Document passage -
##############################

Incidentally, Croatian cars carry HR international registrations and local web-sites use the ‘dot hr’ suffix.
The dialling prefix for Croatia is +385 or 00385, which is useful to know if you have to ring someone as soon as you get there!
The local currency is the Kuna, and at time of writing there were about 11 to the £. Croatia has applied for full EU membership, but as yet, can still be regarded as ‘duty free’ when it comes to airport purchases. Also, some of the prestigious shops in the old city offer tax rebates, with, no doubt lots of nice forms to fill in!
Electricity is the usual 220v as for the rest of Europe, using the same circular sockets that you’ll find in France and Germany.
From what I observed of driving standards, there’s nothing unduly untoward to report. Yes, they stop at pedestrian crossings, but yes, the driver behind will ‘beep’ you if you seem to be ‘too considerate’.
Once you’ve handled the M25 or driving in Turkey, this’ll be a walk in the park for you.

##############################

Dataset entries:
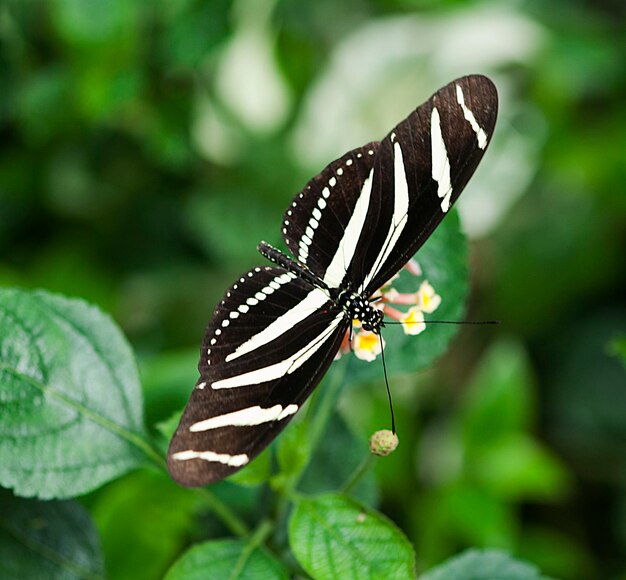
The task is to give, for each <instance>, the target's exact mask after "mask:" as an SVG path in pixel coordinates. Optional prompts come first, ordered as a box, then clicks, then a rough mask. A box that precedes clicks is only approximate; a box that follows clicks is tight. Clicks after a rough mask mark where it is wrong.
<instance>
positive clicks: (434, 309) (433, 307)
mask: <svg viewBox="0 0 626 580" xmlns="http://www.w3.org/2000/svg"><path fill="white" fill-rule="evenodd" d="M417 304H418V305H419V307H420V308H421V309H422V311H423V312H426V313H428V314H430V313H431V312H434V311H435V310H437V308H438V307H439V305H440V304H441V296H439V294H437V293H435V289H434V288H433V287H432V286H431V285H430V284H429V283H428V280H424V281H423V282H422V283H421V284H420V288H419V290H418V291H417Z"/></svg>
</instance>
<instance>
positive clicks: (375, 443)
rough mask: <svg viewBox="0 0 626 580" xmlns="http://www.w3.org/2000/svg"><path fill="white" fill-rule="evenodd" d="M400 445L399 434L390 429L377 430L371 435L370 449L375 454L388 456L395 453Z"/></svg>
mask: <svg viewBox="0 0 626 580" xmlns="http://www.w3.org/2000/svg"><path fill="white" fill-rule="evenodd" d="M397 446H398V436H397V435H396V434H395V433H394V432H393V431H390V430H389V429H382V430H381V431H376V433H374V434H373V435H372V436H371V437H370V451H371V452H372V453H373V454H374V455H381V456H386V455H389V454H391V453H393V452H394V451H395V449H396V447H397Z"/></svg>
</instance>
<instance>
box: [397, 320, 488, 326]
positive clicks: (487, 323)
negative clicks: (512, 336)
mask: <svg viewBox="0 0 626 580" xmlns="http://www.w3.org/2000/svg"><path fill="white" fill-rule="evenodd" d="M388 324H406V323H405V322H400V321H395V320H385V326H387V325H388ZM424 324H468V325H482V324H500V321H499V320H424Z"/></svg>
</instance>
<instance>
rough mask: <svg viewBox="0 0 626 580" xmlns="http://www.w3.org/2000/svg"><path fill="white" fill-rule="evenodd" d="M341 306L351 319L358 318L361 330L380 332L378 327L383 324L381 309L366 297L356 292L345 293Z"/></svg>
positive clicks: (381, 326)
mask: <svg viewBox="0 0 626 580" xmlns="http://www.w3.org/2000/svg"><path fill="white" fill-rule="evenodd" d="M342 306H343V309H344V311H345V312H346V313H347V315H348V316H349V317H350V318H351V319H352V320H358V321H359V322H360V323H361V328H362V329H363V330H368V331H370V332H373V333H375V334H380V329H381V328H382V327H383V326H384V323H383V317H384V314H383V312H382V310H379V309H378V308H375V307H374V306H372V304H371V303H370V302H369V301H368V300H367V299H365V298H363V297H362V296H359V295H358V294H349V295H347V296H346V297H345V299H344V301H343V305H342Z"/></svg>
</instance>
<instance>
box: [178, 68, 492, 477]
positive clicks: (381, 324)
mask: <svg viewBox="0 0 626 580" xmlns="http://www.w3.org/2000/svg"><path fill="white" fill-rule="evenodd" d="M497 109H498V97H497V93H496V89H495V87H494V85H493V83H492V82H491V81H490V80H489V79H487V78H485V77H483V76H480V75H472V76H466V77H463V78H460V79H458V80H456V81H453V82H452V83H450V84H449V85H447V86H445V87H444V88H442V89H440V90H439V91H437V92H436V93H435V94H434V95H433V96H432V97H431V98H430V99H429V100H428V101H427V102H426V103H424V104H423V105H421V106H420V107H418V108H417V109H416V110H415V111H413V113H411V114H410V115H409V116H408V117H407V118H406V119H405V120H404V121H402V122H401V123H400V124H398V125H397V126H396V127H395V128H394V129H393V130H392V131H391V132H390V133H389V134H388V135H387V136H386V137H385V138H384V139H383V140H382V141H379V142H373V143H369V144H367V145H364V146H363V147H359V148H358V149H354V150H353V151H350V152H348V153H346V154H345V155H344V156H343V157H341V158H340V159H337V160H336V161H333V162H332V163H331V164H330V165H328V167H326V168H325V169H324V170H323V171H322V172H321V173H320V174H319V175H318V176H316V177H314V178H313V179H312V180H311V181H310V182H309V183H308V184H307V185H306V187H305V188H304V189H303V190H302V192H301V193H299V194H298V195H297V196H296V197H295V198H294V200H293V202H292V203H291V205H290V206H289V207H288V208H287V210H286V212H285V214H284V219H283V229H282V233H283V239H284V241H285V243H286V244H287V247H288V248H289V250H290V252H291V253H292V255H293V256H295V257H296V259H295V260H294V259H292V258H290V257H289V256H287V255H286V254H283V253H282V252H280V251H279V250H277V249H275V248H272V247H271V246H269V245H268V244H266V243H264V242H263V243H261V244H260V245H259V250H260V252H261V253H262V254H263V255H264V256H266V257H267V258H269V259H270V260H271V261H272V262H274V264H275V265H272V266H269V265H268V266H263V267H258V268H254V269H252V270H250V271H249V272H246V273H245V274H243V275H242V276H241V278H239V280H237V281H236V282H235V283H234V284H233V285H232V286H231V287H230V288H229V289H228V291H227V292H226V294H225V296H224V299H223V300H222V301H221V302H220V303H219V304H218V305H217V307H216V309H215V312H214V314H213V317H212V318H211V320H210V322H209V325H208V327H207V330H206V333H205V337H204V342H203V344H202V350H201V355H200V362H199V364H198V369H199V371H200V378H199V380H198V382H197V384H196V386H195V388H194V390H193V392H192V394H191V398H190V399H189V402H188V404H187V407H186V408H185V411H184V414H183V416H182V419H181V421H180V424H179V426H178V429H177V430H176V433H175V435H174V437H173V438H172V441H171V444H170V448H169V451H168V456H167V462H168V468H169V471H170V473H171V475H172V477H173V478H174V479H175V480H176V481H178V482H179V483H181V484H183V485H187V486H199V485H205V484H208V483H212V482H215V481H218V480H220V479H223V478H224V477H227V476H228V475H230V474H232V473H234V472H235V471H237V470H238V469H240V468H242V467H243V466H245V465H247V464H248V463H249V462H250V461H251V460H252V459H253V458H254V457H255V456H256V455H258V454H259V453H260V452H261V451H262V450H263V449H264V448H265V447H266V446H267V445H269V443H270V442H271V441H272V440H273V439H274V438H275V437H276V436H277V435H278V434H279V433H280V432H281V430H282V429H283V428H284V427H285V426H286V425H287V423H289V421H290V420H291V419H292V418H293V416H294V414H295V413H296V412H297V411H298V409H300V407H301V406H302V405H303V404H304V402H305V401H306V399H307V397H308V396H309V395H310V394H311V392H312V390H313V389H314V388H315V386H316V385H317V384H318V383H319V382H320V380H321V378H322V377H323V375H324V373H325V372H326V370H327V369H328V367H329V366H330V364H331V362H332V360H333V358H334V356H335V354H336V353H337V351H338V349H339V347H340V344H341V342H342V339H343V337H344V336H345V334H346V331H347V330H348V329H349V328H350V326H351V324H352V321H353V320H354V319H358V320H360V321H361V323H362V325H363V327H364V328H366V329H369V330H372V331H373V332H374V333H376V334H380V328H381V326H382V325H383V320H382V318H383V314H382V312H381V311H380V310H378V309H376V308H374V307H373V306H372V305H371V303H370V301H369V298H370V297H371V296H372V294H373V293H374V292H375V291H376V290H377V289H378V288H379V287H380V286H382V285H383V283H384V282H386V281H387V280H389V279H390V278H391V277H392V276H393V275H394V274H396V272H398V270H399V269H400V268H401V267H402V266H403V265H404V264H405V263H406V262H407V261H408V260H409V259H410V258H411V257H412V256H413V255H414V254H415V252H416V251H417V250H418V249H419V248H420V247H421V246H422V244H423V243H424V242H425V241H426V240H427V239H428V237H429V236H430V235H431V234H432V232H433V230H434V229H435V228H436V227H437V225H438V224H439V222H440V221H441V220H442V218H443V217H444V216H445V214H446V213H447V212H448V210H449V209H450V207H451V206H452V204H453V203H454V202H455V201H456V199H457V198H458V196H459V195H460V193H461V191H462V190H463V188H464V187H465V184H466V183H467V181H468V180H469V178H470V177H471V175H472V173H473V172H474V170H475V169H476V166H477V165H478V162H479V161H480V159H481V158H482V156H483V154H484V152H485V149H486V147H487V144H488V143H489V140H490V139H491V135H492V133H493V129H494V126H495V122H496V115H497Z"/></svg>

##############################

Set of tasks -
1/ Rewrite the Croatia travel notes from the words "Incidentally, Croatian cars" through the words "you get there!", swapping "dialling prefix" for "calling code".
2/ What is the local currency named in the Croatia travel notes?

Expected outputs -
1/
Incidentally, Croatian cars carry HR international registrations and local web-sites use the ‘dot hr’ suffix.
The calling code for Croatia is +385 or 00385, which is useful to know if you have to ring someone as soon as you get there!

2/ The Kuna.